ACTIONS TO TAKE -
a) In the editorial on medical marijuana rules, shorten the paragraph that begins "Johannessen intends to consult" while keeping its main facts.
b) Pick up the editorial on medical marijuana rules after its final sentence and keep it going.

Pubdate: Wed, 26 Jan 2000
Source: Redding Record Searchlight (CA)
Copyright: 2000 Redding Record Searchlight - E.W. Scripps
Contact:  PO Box 492397, Redding, CA 96049-2397
Website: http://www.redding.com/
Forum: http://www.redding.com/disc2_frm.htm

IT'S ABOUT TIME THE STATE CLARIFIES MEDICAL POT RULES

More than three years after voters passed the medical marijuana initiative, 
there's finally a legislative effort to determine how just much pot an ill 
person can grow and possess.

Our own Sen. Maurice Johannessen, R-Redding, is stepping forward with a 
promise to draft an urgent state law to settle Proposition 215's unanswered 
question of what amount of medicinal marijuana is ``reasonable.''

What a relief that would be. Shasta County Sheriff Jim Pope and law 
enforcement in general need some help in exactly what their role is in 
this, as they are now caught between seemingly conflicting state and 
federal laws.

The legislation would benefit both patients holding doctor's prescriptions 
and law enforcement officials who have been left to interpret the act on 
their own.

Johannessen intends to consult with law enforcement and other experts while 
formulating his bill. He would do well to have Tehama County Sheriff Clay 
Parker testify on the innovative approach his office took by coming up with 
its own set of rules in the absence of any state direction, and without 
federal intervention. There was an attempt last year to clarify the law 
with the issuance of medical marijuana identity cards.

The legislation, Senate Bill 848, is stalled. Guidelines would go far in 
removing the fear of arrest among covered users and keep officers from 
wasting their time on cases that turn out to be legitimate. For example, 
guidelines could have spared the time and expense of prosecuting pot 
patient Richard Levin of Redding, and keep in mind that this prosecution 
and everything surrounding the Levin case includes a lot of taxpayer money.

Referring expression data -
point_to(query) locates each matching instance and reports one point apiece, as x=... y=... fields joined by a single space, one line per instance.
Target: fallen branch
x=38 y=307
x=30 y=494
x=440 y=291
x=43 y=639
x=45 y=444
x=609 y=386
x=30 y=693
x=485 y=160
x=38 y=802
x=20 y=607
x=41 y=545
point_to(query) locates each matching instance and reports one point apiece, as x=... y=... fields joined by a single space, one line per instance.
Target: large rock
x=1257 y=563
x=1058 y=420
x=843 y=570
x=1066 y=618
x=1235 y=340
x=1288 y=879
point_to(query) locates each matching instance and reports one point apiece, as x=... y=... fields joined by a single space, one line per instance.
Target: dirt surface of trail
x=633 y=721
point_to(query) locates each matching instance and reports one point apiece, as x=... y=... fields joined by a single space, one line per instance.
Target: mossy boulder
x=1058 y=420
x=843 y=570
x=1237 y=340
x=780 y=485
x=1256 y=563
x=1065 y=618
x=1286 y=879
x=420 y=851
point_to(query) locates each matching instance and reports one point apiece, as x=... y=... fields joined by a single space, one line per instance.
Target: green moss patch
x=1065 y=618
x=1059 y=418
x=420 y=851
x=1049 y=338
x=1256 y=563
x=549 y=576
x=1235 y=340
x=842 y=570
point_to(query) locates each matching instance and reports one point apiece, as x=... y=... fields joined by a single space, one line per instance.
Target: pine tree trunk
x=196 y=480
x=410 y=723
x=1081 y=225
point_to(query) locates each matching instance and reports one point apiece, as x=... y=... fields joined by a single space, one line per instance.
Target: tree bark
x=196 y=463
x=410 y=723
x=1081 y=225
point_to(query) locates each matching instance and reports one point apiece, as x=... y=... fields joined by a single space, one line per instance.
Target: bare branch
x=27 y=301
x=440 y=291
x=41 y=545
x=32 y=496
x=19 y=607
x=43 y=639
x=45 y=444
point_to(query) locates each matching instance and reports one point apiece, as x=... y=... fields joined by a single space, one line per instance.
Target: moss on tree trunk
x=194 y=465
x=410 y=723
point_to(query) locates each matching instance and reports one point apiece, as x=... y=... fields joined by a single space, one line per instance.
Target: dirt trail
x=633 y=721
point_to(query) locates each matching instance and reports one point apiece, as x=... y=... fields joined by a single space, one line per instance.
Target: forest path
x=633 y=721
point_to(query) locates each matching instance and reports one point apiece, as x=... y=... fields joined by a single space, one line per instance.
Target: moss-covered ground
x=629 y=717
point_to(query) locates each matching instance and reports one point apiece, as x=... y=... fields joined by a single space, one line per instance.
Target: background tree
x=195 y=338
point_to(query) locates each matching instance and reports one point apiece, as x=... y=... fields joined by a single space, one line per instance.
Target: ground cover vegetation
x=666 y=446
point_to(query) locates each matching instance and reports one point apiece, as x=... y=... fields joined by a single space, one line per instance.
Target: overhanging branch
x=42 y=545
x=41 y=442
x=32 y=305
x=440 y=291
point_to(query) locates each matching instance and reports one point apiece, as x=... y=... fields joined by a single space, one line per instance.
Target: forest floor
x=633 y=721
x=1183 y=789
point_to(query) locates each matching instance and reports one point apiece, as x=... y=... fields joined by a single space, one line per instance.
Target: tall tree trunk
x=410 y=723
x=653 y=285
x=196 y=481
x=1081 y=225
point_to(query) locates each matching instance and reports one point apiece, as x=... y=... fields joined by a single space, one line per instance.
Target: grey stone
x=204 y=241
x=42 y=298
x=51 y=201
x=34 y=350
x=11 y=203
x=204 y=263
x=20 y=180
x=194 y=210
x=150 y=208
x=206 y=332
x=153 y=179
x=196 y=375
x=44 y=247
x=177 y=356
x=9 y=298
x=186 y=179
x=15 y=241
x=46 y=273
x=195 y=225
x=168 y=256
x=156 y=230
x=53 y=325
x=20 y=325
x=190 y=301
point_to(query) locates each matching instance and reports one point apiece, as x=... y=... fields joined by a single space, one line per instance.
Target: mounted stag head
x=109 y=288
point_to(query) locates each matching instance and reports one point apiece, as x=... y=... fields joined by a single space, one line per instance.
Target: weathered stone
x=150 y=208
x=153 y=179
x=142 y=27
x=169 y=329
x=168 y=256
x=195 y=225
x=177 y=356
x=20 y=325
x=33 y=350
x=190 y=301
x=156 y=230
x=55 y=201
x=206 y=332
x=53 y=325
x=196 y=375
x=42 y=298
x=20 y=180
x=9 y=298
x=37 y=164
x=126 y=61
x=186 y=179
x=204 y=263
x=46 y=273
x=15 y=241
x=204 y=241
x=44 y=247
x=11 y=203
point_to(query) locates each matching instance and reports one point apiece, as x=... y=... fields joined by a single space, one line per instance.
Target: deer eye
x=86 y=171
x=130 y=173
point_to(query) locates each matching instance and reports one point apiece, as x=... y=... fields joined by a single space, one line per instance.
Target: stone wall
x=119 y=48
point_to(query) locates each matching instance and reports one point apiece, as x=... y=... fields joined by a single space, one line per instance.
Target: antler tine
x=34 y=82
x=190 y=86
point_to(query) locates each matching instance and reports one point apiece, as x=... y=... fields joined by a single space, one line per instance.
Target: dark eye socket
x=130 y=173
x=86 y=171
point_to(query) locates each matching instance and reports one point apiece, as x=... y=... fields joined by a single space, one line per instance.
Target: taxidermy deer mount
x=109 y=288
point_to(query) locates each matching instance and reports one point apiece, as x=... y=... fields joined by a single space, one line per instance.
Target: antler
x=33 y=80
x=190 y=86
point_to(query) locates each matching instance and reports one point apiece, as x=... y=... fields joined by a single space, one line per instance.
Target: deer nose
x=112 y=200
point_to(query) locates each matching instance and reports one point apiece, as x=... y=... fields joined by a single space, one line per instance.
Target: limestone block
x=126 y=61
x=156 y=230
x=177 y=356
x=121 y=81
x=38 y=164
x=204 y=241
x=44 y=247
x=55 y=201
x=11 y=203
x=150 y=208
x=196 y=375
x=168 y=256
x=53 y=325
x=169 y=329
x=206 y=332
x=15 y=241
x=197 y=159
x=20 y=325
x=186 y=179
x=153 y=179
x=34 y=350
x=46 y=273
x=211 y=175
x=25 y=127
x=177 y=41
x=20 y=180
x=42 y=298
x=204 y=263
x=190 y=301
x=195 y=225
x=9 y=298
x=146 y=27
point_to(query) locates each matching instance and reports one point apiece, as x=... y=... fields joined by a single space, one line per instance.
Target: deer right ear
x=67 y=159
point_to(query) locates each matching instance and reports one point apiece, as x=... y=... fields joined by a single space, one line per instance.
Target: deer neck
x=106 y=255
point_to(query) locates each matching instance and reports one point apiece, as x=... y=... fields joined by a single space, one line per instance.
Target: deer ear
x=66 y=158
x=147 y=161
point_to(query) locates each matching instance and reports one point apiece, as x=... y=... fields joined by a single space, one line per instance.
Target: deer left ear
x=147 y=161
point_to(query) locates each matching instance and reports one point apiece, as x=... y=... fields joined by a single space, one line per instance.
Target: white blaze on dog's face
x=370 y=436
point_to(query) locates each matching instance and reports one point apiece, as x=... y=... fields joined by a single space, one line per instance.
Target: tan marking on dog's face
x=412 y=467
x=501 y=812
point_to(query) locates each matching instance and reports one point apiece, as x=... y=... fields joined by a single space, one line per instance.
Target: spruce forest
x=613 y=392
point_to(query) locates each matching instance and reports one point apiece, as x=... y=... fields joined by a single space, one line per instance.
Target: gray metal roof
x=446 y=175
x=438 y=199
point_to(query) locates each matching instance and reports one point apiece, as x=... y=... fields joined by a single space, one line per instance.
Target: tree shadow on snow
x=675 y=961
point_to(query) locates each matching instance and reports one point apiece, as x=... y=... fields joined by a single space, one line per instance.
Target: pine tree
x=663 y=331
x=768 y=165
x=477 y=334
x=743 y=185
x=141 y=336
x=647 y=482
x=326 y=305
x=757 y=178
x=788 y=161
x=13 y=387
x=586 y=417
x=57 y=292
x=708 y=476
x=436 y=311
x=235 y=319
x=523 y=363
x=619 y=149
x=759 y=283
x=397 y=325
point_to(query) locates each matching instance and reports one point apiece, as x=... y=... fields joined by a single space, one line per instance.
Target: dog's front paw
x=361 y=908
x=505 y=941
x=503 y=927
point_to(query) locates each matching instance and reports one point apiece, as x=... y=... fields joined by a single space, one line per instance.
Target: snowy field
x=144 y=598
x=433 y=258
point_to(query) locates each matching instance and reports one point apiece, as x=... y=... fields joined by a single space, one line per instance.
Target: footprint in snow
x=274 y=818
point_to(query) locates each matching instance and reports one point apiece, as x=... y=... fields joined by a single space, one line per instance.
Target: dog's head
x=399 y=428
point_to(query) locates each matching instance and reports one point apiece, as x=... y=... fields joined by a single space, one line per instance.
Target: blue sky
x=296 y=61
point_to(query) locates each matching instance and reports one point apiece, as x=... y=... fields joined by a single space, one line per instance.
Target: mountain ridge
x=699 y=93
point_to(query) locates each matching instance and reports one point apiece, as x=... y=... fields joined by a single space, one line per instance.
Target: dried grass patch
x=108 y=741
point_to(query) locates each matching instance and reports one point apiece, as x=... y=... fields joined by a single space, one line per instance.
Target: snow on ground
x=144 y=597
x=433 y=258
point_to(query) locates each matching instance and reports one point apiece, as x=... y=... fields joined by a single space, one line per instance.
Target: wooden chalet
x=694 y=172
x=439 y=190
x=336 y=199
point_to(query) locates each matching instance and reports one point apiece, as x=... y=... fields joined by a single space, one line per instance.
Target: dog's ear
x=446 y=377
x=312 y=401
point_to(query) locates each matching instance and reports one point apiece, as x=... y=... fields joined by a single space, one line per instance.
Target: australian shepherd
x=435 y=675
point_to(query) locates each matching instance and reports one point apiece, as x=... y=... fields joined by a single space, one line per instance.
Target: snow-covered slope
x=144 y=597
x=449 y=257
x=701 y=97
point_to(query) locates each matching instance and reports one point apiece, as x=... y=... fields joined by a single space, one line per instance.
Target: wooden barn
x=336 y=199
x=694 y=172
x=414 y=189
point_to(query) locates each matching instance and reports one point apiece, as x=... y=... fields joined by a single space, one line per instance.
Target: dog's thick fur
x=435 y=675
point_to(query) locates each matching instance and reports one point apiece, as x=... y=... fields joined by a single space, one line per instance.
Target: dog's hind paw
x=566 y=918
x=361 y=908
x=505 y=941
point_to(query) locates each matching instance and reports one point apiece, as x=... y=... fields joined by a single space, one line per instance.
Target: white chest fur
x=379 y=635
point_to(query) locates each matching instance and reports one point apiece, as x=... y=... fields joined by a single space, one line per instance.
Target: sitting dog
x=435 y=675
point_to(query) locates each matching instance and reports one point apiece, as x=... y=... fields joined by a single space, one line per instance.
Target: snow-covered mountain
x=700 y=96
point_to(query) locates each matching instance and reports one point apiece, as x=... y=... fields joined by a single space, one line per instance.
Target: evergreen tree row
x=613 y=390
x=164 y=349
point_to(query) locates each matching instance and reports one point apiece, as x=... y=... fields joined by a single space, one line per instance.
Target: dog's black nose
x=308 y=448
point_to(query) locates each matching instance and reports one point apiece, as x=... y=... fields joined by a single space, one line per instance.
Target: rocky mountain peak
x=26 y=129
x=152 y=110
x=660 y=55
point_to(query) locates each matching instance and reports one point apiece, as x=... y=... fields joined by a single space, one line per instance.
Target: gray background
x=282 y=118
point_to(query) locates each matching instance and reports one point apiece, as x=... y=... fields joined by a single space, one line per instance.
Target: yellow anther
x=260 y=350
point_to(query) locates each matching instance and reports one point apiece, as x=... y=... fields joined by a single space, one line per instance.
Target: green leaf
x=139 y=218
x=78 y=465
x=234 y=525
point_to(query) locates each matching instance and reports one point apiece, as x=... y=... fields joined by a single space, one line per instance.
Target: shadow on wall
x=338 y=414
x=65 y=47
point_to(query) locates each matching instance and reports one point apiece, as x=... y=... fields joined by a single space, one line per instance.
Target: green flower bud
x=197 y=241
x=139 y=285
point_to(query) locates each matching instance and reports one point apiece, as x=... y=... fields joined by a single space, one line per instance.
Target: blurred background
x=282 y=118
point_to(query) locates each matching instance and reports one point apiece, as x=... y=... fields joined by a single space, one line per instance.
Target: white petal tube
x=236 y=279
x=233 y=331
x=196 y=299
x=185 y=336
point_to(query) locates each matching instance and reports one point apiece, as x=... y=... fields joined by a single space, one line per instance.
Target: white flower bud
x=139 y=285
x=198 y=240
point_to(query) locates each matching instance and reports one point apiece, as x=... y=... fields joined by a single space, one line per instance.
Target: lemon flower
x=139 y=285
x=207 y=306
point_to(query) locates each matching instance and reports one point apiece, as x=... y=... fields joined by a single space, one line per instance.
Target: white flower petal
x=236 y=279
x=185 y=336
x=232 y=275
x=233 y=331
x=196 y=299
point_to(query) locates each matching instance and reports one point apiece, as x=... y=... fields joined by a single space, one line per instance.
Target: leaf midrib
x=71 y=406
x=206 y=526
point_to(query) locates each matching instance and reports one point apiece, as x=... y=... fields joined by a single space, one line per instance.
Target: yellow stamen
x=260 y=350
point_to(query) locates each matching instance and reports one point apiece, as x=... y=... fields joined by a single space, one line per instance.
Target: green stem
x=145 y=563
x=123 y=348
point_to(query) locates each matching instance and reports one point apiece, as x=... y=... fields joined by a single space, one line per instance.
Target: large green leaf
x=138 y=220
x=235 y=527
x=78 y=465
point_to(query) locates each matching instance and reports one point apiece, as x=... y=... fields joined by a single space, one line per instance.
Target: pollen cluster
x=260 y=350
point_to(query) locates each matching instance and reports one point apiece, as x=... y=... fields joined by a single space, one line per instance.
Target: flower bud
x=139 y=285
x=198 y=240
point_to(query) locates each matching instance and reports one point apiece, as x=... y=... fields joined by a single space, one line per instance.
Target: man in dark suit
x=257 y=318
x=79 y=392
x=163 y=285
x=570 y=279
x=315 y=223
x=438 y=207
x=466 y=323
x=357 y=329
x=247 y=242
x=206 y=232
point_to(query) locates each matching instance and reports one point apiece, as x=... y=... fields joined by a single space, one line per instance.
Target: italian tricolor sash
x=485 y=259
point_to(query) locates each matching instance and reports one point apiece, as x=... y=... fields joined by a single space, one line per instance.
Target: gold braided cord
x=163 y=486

PER-TASK ANSWERS -
a) Johannessen plans to consult law enforcement and other experts as he writes his bill. He should have Tehama County Sheriff Clay Parker testify about how his office, with no state direction and no federal intervention, made its own rules. Last year, medical marijuana identity cards were an attempt to clarify the law.

b)
A Superior Court jury found him not guilty of growing marijuana for sale 
after his arrest for cultivating 41 small plants and possessing 22 ounces 
of the drug. His case has turned into a legal tug-of-war with federal 
agents confiscating the evidence despite Judge Bradley Boeckman's directive 
that the marijuana be returned. Rules also might have prevented Redding 
residents Jim Hall and his 62-year-old mother, Lydia, from going to trial 
this week for growing marijuana despite their claim that it was a medical 
garden.

Shane Navarro of Anderson is using a Proposition 215 defense in his 
upcoming court case. In Trinity County this month, the case of Russell Amos 
didn't even make it to trial because a judge determined the Denny man's 
marijuana stash was for medicinal purposes.

It's time to stop charging people in these circumstances and quit relying 
on the courts to sort everything out. We hope the Legislature, district 
attorneys, police chiefs and sheriffs throughout the state get behind 
Johannessen's plan to bring some order to the chaotic enforcement of 
Proposition 215 and bring to a halt this legal 
conundrum.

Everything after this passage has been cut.